- _WORK TASK_: The task calls for every entry to be printed word for word, without the images.

** Opening INPUT FOR THIS TASK block **

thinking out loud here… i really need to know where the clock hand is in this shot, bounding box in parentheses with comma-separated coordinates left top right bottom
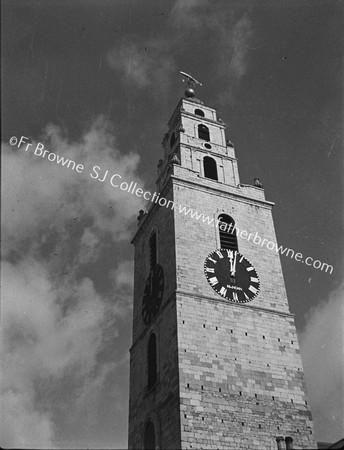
(228, 251, 236, 276)
(231, 251, 237, 276)
(228, 251, 233, 274)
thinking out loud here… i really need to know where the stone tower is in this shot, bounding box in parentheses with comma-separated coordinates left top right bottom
(128, 87, 317, 449)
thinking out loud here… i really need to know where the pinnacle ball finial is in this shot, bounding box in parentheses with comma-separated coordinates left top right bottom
(185, 87, 195, 98)
(180, 71, 202, 98)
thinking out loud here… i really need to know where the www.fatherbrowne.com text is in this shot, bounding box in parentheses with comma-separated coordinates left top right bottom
(10, 135, 333, 275)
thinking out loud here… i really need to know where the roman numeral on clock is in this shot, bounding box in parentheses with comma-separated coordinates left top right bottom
(206, 267, 215, 273)
(209, 277, 218, 286)
(249, 285, 258, 294)
(232, 292, 238, 302)
(219, 286, 227, 297)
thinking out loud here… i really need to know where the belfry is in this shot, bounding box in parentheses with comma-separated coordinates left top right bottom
(128, 76, 316, 449)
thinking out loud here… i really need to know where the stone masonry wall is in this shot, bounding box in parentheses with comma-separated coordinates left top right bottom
(172, 174, 317, 449)
(173, 176, 289, 314)
(129, 296, 181, 449)
(129, 188, 182, 449)
(176, 293, 317, 449)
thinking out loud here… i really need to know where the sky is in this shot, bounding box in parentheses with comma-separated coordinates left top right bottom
(1, 0, 343, 448)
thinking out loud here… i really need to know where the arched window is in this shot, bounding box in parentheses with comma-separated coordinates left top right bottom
(218, 214, 238, 251)
(195, 108, 205, 117)
(170, 132, 176, 149)
(149, 232, 157, 270)
(203, 156, 218, 181)
(143, 420, 155, 450)
(198, 124, 210, 141)
(147, 333, 157, 389)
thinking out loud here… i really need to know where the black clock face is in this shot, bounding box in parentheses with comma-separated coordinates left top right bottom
(204, 249, 260, 303)
(142, 264, 164, 324)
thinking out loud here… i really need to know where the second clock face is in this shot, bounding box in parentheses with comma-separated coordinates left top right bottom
(204, 249, 260, 303)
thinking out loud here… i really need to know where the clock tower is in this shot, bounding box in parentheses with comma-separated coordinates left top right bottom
(128, 84, 317, 449)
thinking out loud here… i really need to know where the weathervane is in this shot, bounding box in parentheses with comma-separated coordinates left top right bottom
(180, 71, 202, 98)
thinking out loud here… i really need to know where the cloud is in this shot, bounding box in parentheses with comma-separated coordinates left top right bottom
(1, 259, 108, 447)
(107, 35, 175, 91)
(2, 389, 54, 449)
(299, 282, 344, 443)
(106, 4, 252, 101)
(111, 260, 134, 290)
(1, 117, 146, 448)
(2, 116, 144, 254)
(170, 0, 210, 30)
(171, 1, 253, 100)
(221, 15, 253, 81)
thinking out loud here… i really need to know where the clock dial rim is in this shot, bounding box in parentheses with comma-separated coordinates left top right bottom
(204, 249, 260, 303)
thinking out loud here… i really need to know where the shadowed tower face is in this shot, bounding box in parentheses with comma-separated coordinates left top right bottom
(128, 88, 317, 450)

** Closing INPUT FOR THIS TASK block **

- _WRITTEN ANSWER_:
thinking out loud here… i really need to know where the clock hand is in this shot, bounding box in parentheses with comma-separated coordinates left top right bottom
(228, 251, 236, 276)
(231, 251, 237, 276)
(228, 251, 233, 274)
thinking out loud here… i really need to know where the stone tower is in this shot, bounding box in parentheses with comma-separated coordinates left top right bottom
(128, 87, 317, 449)
thinking out loud here… i really need to know where the pinnacle ball finial is in this shot, bounding box in parentheses with comma-separated coordinates left top right bottom
(185, 87, 195, 98)
(180, 71, 202, 98)
thinking out loud here… i really need to know where the www.fatherbrowne.com text is in this shot, bounding box in parentheses with comma-separated coordinates left top right bottom
(10, 135, 333, 275)
thinking out loud here… i really need to know where the roman numeral on clock is in this shot, bounding box in parentheses with comma-separated coordinates left top right bottom
(206, 267, 215, 273)
(209, 277, 218, 286)
(249, 285, 258, 294)
(232, 292, 238, 302)
(219, 286, 227, 297)
thinking out loud here… i really need to know where the belfry is in this shot, bounding box in parentheses with comma-separated coordinates left top right bottom
(128, 76, 316, 449)
thinking out loud here… i really need to know where the stone masonry wall is in this shot, bounding box in parentheses with comma-separated coordinates left top right bottom
(172, 174, 317, 449)
(173, 176, 289, 314)
(129, 296, 181, 449)
(129, 188, 182, 449)
(176, 293, 317, 449)
thinking out loud here… i really need to know where the sky is in this shot, bounding box in parentheses with comma-separated coordinates left top right bottom
(1, 0, 343, 448)
thinking out loud here… i really need to know where the arched window is in this shot, bounding box in parentheses with comma-separated coordinates left top right bottom
(218, 214, 238, 251)
(195, 108, 205, 117)
(170, 132, 176, 149)
(149, 232, 157, 270)
(203, 156, 218, 181)
(143, 420, 155, 450)
(198, 124, 210, 141)
(147, 333, 157, 389)
thinking out loud here… i really need to know where the black clock face is in this shot, bounding box in parentheses with comma-separated coordinates left top right bottom
(204, 249, 260, 303)
(142, 264, 164, 324)
thinking out loud here… i really need to know where the second clock face is in this shot, bounding box in parentheses with comma-separated coordinates left top right bottom
(204, 249, 260, 303)
thinking out loud here… i really need to know where the clock tower is in this shot, bounding box in parentheses with comma-separated coordinates left top right bottom
(128, 84, 317, 449)
thinking out loud here… i really need to know where the weathervane is in this shot, bounding box in parentheses with comma-separated coordinates left top right bottom
(180, 71, 202, 98)
thinking out loud here… i really need to know where the cloud is in this shot, bounding box in parentheses with comma-separated coordinates left top right bottom
(1, 259, 108, 447)
(107, 35, 175, 91)
(2, 389, 54, 449)
(299, 282, 344, 443)
(106, 4, 252, 101)
(111, 260, 134, 290)
(1, 117, 146, 448)
(2, 116, 144, 254)
(170, 0, 210, 30)
(171, 1, 253, 100)
(221, 15, 253, 81)
thinking out loud here… i really need to know where the clock dial rim is in this shot, bounding box in parentheses with comma-separated coordinates left top right bottom
(204, 249, 260, 303)
thinking out loud here… i really need to know where the shadowed tower face is in this shot, bounding box in parentheses with comma-separated coordinates left top right bottom
(128, 88, 317, 450)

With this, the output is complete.